=== SELECTED EXCERPT ===
The National Communications Commission (NCC) yesterday backtracked on provisions it included last week in its approval of management changes at China Television Co (CTV) and CTi TV.
The move came after the China Times Group (中時集團) printed ads in newspapers accusing the NCC of abusing its authority.
The Want Want Group acquired the financially troubled media conglomerate in November. Want Want is Taiwan’s biggest rice cake and beverage maker and earns about 90 percent of its revenue in China.
The takeover in part sparked concerns that China would use its influence over the company to manipulate Taiwan’s media.
The NCC last week imposed conditions on the management reshuffle, including prohibiting management personnel, directors and supervisors from either TV station from concurrently holding similar positions at the other — a requirement that needed to be met within three months.
The commission also said each network should have at least one independent board director affiliated with neither the Want Want Group nor the China Times Group, the two stations’ parent firms.
The two stations’ ad, sales and programming departments were also required to remain separate and the networks were required to produce programming independently. They were also barred from jointly bidding for ad contracts.
CTV and CTi TV were also instructed to establish separate ethics committees within three months. Editorial and programming review personnel at each network were required to submit separate reports on quality control procedures to the NCC within three months.
The NCC also said that as CTV is a terrestrial TV service, no overseas or Chinese investment would be allowed, in accordance with the Broadcast and Television Act (廣播電視法).
For CTi TV, a cable network. the Satellite Cable Television Act (衛星廣播電視法) states that overseas investors may own less than 50 percent of shares.
The NCC said it would rescind its approval of the management reshuffle if either network violated the regulations on foreign investment.
The NCC’s moves drew a spate of criticism from the groups’ media outlets, including the Chinese-language newspapers the China Times and the Commercial Times, CTV and CTiTV, saying that the provisions had no legal basis and the NCC was discriminating by applying the rules to CTV and CTiTV alone.
However, NCC spokesperson Lee Ta-sung (李大嵩) said after a routine meeting yesterday that some commissioners proposed revising the conditions.
The NCC said the group must only “take note” of the conditions on foreign investment and management regulations.

=== DATA ROWS ===
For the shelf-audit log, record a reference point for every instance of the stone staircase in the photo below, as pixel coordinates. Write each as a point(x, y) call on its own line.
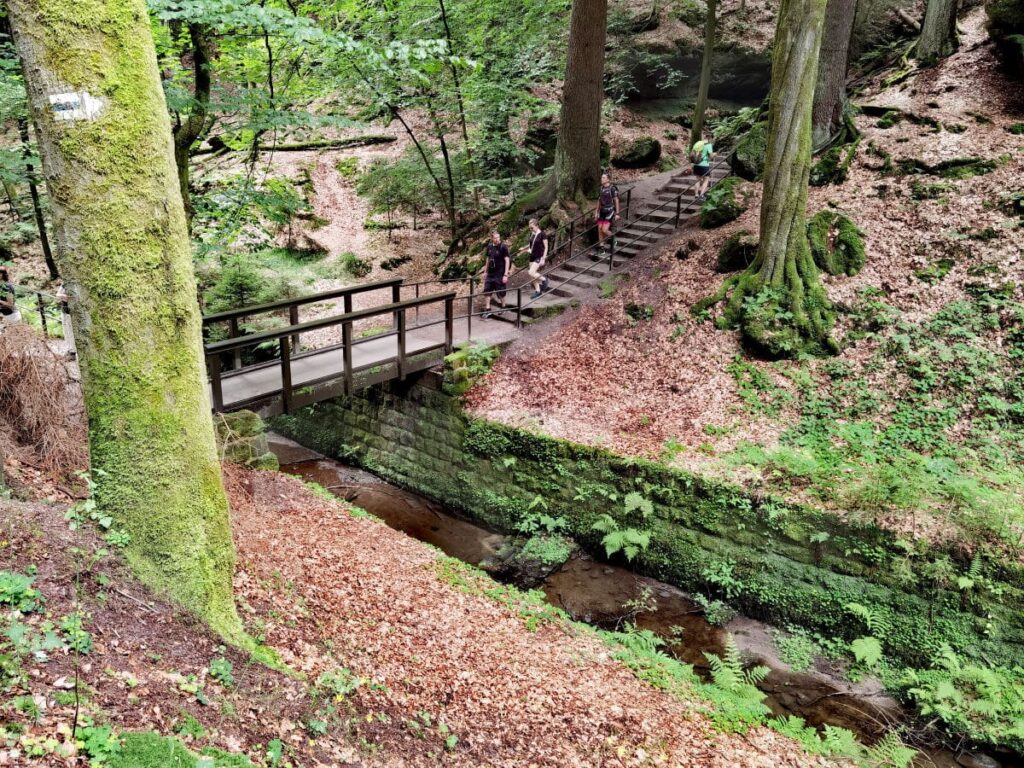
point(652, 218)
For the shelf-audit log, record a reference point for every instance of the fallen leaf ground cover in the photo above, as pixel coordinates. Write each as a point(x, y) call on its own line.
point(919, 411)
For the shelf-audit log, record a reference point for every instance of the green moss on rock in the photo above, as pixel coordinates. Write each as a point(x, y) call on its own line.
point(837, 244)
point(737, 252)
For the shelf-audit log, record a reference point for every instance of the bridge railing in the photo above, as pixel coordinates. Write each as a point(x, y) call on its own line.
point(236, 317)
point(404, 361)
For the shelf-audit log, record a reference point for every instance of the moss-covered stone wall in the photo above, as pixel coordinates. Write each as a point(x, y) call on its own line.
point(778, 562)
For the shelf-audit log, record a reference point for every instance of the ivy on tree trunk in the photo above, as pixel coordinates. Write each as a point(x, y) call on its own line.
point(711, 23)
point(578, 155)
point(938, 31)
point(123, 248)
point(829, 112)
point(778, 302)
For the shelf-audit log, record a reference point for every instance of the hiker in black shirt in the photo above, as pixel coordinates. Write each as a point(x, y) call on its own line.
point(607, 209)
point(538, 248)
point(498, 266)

=== WHAT IS ASKED ===
Extend the news report on the NCC's conditions for CTV and CTi TV past its final sentence, not the records.

=== WRITTEN RESPONSE ===
It also modified the requirement for independent board directors to say that it was not a requirement but a suggestion.
For CTi TV, the requirement to produce programs in its own studios was changed to a suggestion as well.
The rest of the conditions, as well as the deadlines that both stations need to follow, remained unchanged.
Lee said that since CTV is a terrestrial TV service with a special operational license and a public trading firm, the commission set stricter requirements for it.
When asked if the adjustments were related to the attacks on the NCC, Lee said: “We [the commissioners] are still alive, our minds are still clear and we can still talk and joke about things.”
“We have heard [the criticism]. And what we’ve heard was the rational part of the discussion, which we took into consideration in making the adjustments,” he said.
Lee also said that after this particular experience, the commission would improve its approach to issues concerning media conglomerates.
“I can’t speak for the entire commission, but personally, I will be more cautious and seek to communicate with television service operators when I review a case,” Lee said.
Meanwhile, the commission responded to criticism from the American Chamber of Commerce (AmCham) in Taipei, which listed the NCC’s reluctance to hold a dialogue with the private sector as a source of frustration in an annual Taiwan White Paper on Tuesday.
Lee said the impression that the NCC avoided such a dialogue could have to do with the fact that its meetings with AmCham had been short and had not gone as planned.
Lee said that he had personally received AmCham representatives and apologized on behalf of the commission for any confusion.
“We have begun to amend the regulations in the Broadcasting and Television Act, Cable Television Act [有線廣播電視法] and Telecommunication Act [電信法] as part of the commission’s endeavor to assist media in developing the infrastructure needed in the age of digital convergence,” Lee said.
Meanwhile, Premier Liu Chao-shiuan (劉兆玄) yesterday commented on the NCC controversy.
Liu said in a statement to reporters that the Executive Yuan had no comment at the moment on the NCC’s rulings as it is an independent statutory agency.
He said all government agencies should follow the law. People concerned or dissatisfied with NCC decisions may appeal, he said.
Asked to comment on a proposal by KMT lawmakers to establish an exit mechanism for members of the NCC as well as the state public prosecutor-general, Liu expressed reservations.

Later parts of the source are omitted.